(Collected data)
○ ○ ○ ○ ○

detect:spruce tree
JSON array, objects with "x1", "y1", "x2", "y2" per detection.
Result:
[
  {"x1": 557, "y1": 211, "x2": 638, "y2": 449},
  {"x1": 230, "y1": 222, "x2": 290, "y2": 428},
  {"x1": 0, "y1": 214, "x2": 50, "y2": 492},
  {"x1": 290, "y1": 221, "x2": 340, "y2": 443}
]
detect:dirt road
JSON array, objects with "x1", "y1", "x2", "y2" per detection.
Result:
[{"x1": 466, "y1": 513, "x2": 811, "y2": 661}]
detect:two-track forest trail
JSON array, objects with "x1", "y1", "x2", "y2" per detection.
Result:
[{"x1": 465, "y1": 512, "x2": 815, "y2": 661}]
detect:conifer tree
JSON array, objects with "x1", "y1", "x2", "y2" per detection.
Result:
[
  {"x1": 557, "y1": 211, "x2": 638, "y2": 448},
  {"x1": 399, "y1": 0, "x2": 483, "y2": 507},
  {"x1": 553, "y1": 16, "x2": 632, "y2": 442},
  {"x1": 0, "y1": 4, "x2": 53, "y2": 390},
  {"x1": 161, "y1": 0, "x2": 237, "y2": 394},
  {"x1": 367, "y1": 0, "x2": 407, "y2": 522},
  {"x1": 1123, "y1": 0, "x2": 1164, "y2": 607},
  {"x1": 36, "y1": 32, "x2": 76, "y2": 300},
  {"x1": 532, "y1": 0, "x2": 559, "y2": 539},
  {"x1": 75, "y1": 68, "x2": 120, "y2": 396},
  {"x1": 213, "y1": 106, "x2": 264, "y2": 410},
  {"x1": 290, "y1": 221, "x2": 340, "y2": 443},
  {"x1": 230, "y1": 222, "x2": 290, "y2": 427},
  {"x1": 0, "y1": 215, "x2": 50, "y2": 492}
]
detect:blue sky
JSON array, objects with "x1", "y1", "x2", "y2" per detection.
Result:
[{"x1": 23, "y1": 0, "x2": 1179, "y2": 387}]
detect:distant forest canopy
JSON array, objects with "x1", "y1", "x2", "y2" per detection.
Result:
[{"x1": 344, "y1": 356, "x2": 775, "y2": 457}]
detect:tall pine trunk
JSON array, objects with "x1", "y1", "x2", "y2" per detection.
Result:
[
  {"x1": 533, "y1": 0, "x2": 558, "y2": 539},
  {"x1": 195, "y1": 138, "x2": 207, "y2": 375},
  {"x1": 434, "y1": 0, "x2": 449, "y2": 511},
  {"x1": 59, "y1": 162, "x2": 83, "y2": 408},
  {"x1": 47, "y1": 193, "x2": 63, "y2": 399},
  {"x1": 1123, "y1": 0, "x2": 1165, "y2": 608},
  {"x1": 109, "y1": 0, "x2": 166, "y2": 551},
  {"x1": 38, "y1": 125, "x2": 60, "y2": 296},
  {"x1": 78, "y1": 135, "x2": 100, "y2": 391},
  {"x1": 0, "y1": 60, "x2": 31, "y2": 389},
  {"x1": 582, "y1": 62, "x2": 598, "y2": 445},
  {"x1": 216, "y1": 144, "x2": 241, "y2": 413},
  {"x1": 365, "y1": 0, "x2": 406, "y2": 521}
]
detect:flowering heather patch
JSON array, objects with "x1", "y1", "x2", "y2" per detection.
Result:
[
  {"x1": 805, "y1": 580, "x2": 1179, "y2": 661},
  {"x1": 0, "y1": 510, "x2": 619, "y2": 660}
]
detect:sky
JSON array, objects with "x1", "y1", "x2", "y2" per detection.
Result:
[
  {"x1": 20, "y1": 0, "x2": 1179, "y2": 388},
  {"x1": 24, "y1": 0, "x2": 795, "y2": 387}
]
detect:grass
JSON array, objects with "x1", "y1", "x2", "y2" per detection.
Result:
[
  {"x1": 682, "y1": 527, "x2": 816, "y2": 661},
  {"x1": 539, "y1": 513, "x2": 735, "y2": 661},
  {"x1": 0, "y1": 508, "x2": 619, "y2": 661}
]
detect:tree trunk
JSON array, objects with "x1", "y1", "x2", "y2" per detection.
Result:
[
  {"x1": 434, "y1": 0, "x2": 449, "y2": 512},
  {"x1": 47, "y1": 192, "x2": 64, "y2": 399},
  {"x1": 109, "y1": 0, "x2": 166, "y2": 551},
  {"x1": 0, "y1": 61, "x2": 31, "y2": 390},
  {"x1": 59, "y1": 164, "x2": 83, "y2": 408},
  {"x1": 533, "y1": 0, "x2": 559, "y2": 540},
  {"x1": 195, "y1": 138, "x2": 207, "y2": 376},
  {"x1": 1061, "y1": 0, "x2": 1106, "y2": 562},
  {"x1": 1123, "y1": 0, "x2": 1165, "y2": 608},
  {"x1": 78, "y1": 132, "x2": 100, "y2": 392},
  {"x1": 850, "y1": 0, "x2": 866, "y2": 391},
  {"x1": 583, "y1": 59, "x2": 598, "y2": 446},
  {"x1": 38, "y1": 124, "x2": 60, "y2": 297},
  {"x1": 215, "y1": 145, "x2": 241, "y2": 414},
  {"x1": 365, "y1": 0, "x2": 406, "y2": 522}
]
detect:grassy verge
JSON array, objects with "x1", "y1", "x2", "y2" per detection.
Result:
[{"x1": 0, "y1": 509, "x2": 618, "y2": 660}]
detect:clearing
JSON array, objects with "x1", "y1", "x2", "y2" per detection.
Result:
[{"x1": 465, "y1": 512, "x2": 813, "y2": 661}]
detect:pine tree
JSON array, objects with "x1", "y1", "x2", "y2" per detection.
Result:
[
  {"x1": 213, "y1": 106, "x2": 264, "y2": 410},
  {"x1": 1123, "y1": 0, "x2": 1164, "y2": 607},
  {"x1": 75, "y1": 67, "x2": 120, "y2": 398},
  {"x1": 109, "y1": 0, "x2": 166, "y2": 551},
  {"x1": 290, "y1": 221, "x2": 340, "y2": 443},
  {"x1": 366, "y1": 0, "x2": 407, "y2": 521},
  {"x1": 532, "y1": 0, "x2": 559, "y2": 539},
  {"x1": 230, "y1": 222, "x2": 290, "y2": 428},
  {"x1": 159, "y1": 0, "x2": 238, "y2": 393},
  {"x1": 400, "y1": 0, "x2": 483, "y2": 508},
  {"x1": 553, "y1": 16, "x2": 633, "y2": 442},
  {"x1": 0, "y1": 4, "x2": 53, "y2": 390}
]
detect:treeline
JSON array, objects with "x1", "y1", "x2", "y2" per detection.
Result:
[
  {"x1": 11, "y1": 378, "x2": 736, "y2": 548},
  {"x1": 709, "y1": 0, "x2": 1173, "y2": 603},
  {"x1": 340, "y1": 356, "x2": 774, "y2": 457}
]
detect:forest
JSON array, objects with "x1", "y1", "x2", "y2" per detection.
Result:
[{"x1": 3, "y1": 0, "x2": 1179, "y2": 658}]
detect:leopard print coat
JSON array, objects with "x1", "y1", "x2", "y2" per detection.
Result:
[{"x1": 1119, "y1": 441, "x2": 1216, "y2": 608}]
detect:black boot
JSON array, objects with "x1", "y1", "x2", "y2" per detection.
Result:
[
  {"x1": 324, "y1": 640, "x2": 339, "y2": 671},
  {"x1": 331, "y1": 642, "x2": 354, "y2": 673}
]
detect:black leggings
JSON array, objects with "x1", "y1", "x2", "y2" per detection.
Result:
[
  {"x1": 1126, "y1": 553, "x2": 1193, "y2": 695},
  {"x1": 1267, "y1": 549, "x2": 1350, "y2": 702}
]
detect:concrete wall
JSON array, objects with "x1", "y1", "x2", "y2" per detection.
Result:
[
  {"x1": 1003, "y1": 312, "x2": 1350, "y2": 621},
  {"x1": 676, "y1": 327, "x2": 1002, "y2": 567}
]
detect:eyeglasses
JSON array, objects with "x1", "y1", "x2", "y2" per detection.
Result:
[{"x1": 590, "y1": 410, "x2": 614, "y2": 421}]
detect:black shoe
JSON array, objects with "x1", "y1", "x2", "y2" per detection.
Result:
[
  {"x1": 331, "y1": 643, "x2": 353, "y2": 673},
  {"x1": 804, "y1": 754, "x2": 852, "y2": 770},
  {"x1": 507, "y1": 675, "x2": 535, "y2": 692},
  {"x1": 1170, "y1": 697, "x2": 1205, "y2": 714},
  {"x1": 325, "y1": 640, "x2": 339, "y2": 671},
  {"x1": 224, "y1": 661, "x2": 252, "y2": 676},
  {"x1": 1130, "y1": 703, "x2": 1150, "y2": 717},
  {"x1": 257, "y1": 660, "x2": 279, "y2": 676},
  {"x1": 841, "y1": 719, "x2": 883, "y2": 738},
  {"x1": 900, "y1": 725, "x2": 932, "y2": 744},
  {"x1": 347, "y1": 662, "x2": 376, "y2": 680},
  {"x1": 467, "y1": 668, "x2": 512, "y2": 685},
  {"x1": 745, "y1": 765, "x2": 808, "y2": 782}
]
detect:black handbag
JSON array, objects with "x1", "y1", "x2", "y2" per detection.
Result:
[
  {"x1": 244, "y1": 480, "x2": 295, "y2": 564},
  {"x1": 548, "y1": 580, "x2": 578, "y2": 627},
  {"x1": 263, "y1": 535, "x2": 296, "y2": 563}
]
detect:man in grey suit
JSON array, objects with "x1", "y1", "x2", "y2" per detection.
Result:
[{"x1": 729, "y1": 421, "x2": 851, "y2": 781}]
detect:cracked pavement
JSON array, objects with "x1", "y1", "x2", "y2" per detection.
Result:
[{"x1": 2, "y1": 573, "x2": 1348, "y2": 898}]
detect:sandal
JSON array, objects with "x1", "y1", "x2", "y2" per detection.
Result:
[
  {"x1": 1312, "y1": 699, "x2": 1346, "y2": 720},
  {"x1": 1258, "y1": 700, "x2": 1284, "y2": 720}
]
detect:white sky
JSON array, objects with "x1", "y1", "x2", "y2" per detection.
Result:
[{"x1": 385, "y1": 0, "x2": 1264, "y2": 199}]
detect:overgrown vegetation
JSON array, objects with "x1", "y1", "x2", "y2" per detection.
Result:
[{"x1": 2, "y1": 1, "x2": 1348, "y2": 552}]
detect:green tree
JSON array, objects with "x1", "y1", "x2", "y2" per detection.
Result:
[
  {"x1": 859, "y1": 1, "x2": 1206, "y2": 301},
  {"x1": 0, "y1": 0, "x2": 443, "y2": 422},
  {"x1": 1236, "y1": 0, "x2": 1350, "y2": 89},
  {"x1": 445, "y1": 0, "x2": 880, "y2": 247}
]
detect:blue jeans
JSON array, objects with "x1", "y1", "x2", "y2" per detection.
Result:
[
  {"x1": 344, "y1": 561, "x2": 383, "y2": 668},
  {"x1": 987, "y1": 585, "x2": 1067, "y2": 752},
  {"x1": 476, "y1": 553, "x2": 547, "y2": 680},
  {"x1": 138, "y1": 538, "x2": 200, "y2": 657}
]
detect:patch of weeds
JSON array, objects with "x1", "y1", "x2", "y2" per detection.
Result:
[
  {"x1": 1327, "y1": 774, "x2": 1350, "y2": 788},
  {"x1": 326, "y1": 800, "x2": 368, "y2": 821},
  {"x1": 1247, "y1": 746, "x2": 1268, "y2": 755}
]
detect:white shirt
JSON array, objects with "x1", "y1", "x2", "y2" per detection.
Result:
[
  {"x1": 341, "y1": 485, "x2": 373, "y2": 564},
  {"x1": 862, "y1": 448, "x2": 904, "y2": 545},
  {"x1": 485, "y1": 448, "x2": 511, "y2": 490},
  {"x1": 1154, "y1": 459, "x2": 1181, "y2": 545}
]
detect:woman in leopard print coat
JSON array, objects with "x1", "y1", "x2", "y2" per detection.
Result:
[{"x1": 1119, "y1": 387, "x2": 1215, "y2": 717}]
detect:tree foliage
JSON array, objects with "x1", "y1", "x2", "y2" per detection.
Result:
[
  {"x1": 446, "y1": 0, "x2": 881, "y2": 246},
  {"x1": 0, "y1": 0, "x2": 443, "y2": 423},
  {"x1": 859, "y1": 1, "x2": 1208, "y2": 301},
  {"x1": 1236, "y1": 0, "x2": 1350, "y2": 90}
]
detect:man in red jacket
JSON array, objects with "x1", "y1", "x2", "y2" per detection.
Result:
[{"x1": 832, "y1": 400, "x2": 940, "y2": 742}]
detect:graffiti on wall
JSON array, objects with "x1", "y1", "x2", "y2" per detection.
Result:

○ ○ ○ ○ ○

## [ABOUT THIS TASK]
Please go line by line through the records above, copying each one that holds the string "black".

## [TASK ANSWER]
detect:black boot
detect:black leggings
detect:black shoe
detect:black handbag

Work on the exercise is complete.